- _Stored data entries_

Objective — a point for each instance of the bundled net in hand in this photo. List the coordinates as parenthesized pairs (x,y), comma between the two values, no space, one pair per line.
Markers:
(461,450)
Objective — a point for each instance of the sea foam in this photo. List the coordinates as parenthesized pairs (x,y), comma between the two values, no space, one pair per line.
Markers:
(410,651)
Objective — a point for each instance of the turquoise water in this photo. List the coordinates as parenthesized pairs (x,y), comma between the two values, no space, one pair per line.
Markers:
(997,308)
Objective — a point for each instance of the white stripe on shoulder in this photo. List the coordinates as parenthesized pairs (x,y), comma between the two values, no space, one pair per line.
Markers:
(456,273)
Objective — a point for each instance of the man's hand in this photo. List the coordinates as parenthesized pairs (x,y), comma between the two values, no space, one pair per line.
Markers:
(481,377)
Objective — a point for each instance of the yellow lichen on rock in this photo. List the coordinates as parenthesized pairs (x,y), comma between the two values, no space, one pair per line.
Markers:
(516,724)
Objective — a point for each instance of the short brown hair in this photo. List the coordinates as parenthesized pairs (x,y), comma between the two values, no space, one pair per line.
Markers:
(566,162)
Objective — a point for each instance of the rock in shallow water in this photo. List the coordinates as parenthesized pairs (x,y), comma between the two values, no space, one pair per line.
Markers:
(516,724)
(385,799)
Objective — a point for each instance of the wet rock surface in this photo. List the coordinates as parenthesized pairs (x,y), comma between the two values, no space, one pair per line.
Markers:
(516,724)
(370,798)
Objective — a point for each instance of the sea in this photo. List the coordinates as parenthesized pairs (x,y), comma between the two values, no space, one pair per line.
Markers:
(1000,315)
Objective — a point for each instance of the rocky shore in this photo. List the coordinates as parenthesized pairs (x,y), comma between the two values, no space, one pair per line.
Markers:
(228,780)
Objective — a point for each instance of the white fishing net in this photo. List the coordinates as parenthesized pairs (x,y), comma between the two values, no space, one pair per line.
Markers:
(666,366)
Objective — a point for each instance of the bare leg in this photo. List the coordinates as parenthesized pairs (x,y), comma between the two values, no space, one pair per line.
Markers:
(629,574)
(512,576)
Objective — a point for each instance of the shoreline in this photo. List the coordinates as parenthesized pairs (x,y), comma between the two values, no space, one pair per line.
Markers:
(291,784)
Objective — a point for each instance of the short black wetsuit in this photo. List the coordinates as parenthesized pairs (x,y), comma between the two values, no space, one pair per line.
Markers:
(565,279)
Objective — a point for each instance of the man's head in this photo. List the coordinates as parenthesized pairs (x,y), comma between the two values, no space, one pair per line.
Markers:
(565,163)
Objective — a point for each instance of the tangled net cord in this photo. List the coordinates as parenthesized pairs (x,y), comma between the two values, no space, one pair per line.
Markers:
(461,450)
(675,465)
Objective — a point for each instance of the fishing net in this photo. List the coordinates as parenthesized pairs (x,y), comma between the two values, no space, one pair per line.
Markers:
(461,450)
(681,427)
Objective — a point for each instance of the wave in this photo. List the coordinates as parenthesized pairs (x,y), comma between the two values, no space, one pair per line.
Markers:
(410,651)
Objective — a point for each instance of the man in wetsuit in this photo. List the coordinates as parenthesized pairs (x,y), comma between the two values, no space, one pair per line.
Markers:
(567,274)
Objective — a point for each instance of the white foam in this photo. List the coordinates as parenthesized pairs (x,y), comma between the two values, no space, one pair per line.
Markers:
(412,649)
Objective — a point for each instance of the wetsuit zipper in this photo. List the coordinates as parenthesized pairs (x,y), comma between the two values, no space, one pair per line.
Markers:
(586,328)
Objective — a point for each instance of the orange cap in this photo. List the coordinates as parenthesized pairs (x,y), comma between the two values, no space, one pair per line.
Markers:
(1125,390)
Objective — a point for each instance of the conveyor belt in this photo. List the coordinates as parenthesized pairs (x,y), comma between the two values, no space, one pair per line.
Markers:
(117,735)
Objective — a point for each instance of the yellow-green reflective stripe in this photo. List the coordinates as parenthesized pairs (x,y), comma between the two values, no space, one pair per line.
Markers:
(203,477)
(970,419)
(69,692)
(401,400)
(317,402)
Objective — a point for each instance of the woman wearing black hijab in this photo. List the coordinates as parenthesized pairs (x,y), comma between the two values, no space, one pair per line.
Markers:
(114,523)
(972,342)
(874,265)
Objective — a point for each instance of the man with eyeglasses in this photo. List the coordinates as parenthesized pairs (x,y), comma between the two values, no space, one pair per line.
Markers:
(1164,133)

- _TASK PROMPT_
Extract all of the data above and output it character for character.

- _EXERCISE ANSWER_
Objective — a point for each instance of the bundled net in hand in this photo. List the coordinates as parenthesized pairs (x,y), comma between the two values, no space, one pair per line.
Markers:
(461,450)
Objective — a point for each instance of the sea foam in this photo. List the coordinates as parenthesized pairs (x,y), comma between the two values, no space, one pair per line.
Markers:
(410,651)
Objective — a point for each instance of the turquoise water in this photo. List the coordinates as parenthesized pairs (x,y), comma between the two values, no space, one pair per line.
Markers:
(997,308)
Objective — a point for each instance of the white stripe on shoulder in this photo. List the coordinates as parenthesized pairs (x,y), comma between the two values, no space, one pair per line.
Markers:
(456,273)
Objective — a point for each instance of the man's hand in this photo. List the coordinates as parenthesized pairs (x,y), comma between the two values, no space, one pair per line.
Markers:
(481,377)
Objective — a point for each instance of the yellow lichen on rock in this photo. List the coordinates as parenthesized pairs (x,y), comma between the two values, no space, one pair per line.
Markers:
(516,724)
Objective — a point for each instance of the short brown hair in this photo. List the coordinates as parenthesized pairs (x,y), comma between the two values, no space, one pair per line.
Markers:
(566,162)
Objective — a point for each instance of the rock in shallow water in this photo. List the coordinates as parenthesized pairs (x,y), comma between the two values, no space, one pair per line.
Markers:
(516,724)
(385,799)
Objective — a point for each instance of the wet rock surface in this photo. List the coordinates as parenthesized pairs (x,y), comma between the two values, no space, one pair per line.
Markers:
(516,724)
(370,798)
Objective — a point for each instance of the sea in this photo. List the coordinates as parenthesized pairs (x,y), comma between the two values, no space, one pair per line.
Markers:
(1000,315)
Objective — a point for each instance of the rocky shore in this photo. List the coordinates as parenthesized pairs (x,y), comma between the two values, no space, one pair per line.
Markers:
(228,780)
Objective — a point for each instance of the white fishing net in this photo. List the coordinates as parenthesized pairs (x,y), comma between the two values, no space, one pair per line.
Markers:
(666,366)
Objective — a point for each instance of the bare leg in this photo. List the coordinates as parenthesized pairs (x,y), comma between the two values, no space, one pair per line.
Markers:
(629,574)
(512,576)
Objective — a point for each instance of the shoreline in this photo. List the coordinates as parenthesized pairs (x,y), comma between the two values, no space, one pair per line.
Markers:
(291,784)
Objective — a point for each instance of the short black wetsuit in this photo. List the coordinates as parenthesized pairs (x,y), comma between the two values, no space, one pair per line.
Markers:
(565,279)
Objective — a point for each instance of the man's head in this photo. List the coordinates as parenthesized pairs (x,y), comma between the two values, no space, one pair per line.
Markers:
(565,163)
Objective — a point for each instance of the tangled net cord in this photo. List the coordinates as parenthesized pairs (x,y), comma between the two values, no space, one pair per line.
Markers:
(461,450)
(675,465)
Objective — a point for each instance of the fishing net in this photo. List the coordinates as parenthesized pairs (x,y), comma between the two values, no space, one pair per line.
Markers:
(461,450)
(681,427)
Objective — a point for each instance of the wave in this photo. List the coordinates as parenthesized pairs (x,y), comma between the two values, no space, one pair per line.
Markers:
(410,651)
Objective — a point for each instance of the man in wetsuit in this photo. List the coordinates as parenthesized pairs (x,y), comma between the two values, no space, one pair per line.
Markers:
(567,274)
Objective — a point for each instance of the white foam in this photo. List the coordinates as parenthesized pairs (x,y), comma between the two values, no space, one pair per line.
Markers:
(412,649)
Objective — a point for each instance of the wetsuit zipper in this photo. List the coordinates as parenthesized pairs (x,y), comma between the two values, no space, one pair per line.
Markers:
(586,328)
Objective — a point for each instance of the orange cap in this photo. List the coordinates as parenthesized pairs (x,y), comma between the two values, no space, one pair per line.
Markers:
(1125,390)
Objective — a point for each instance of the conveyor belt in this photo. List the coordinates as parenthesized pairs (x,y), comma between the two values, no space, one pair per line.
Markers:
(117,735)
Objective — a point for each instance of the yellow-green reflective stripe in this photo. List the coordinates as parenthesized pairs (x,y), comma between the two values, no space, one pair per line.
Markers:
(203,477)
(970,419)
(69,692)
(401,400)
(317,402)
Objective — a point for each instance of the woman wearing black hijab in this photo. List the coordinates as parenthesized pairs (x,y), comma between the two values, no space, one pair per line.
Markers:
(114,523)
(972,342)
(874,265)
Objective — a point for each instance of the man with eyeglasses in this photo. List the coordinates as parenthesized pairs (x,y), comma between the two values, no space, one pair per line.
Markers:
(1164,133)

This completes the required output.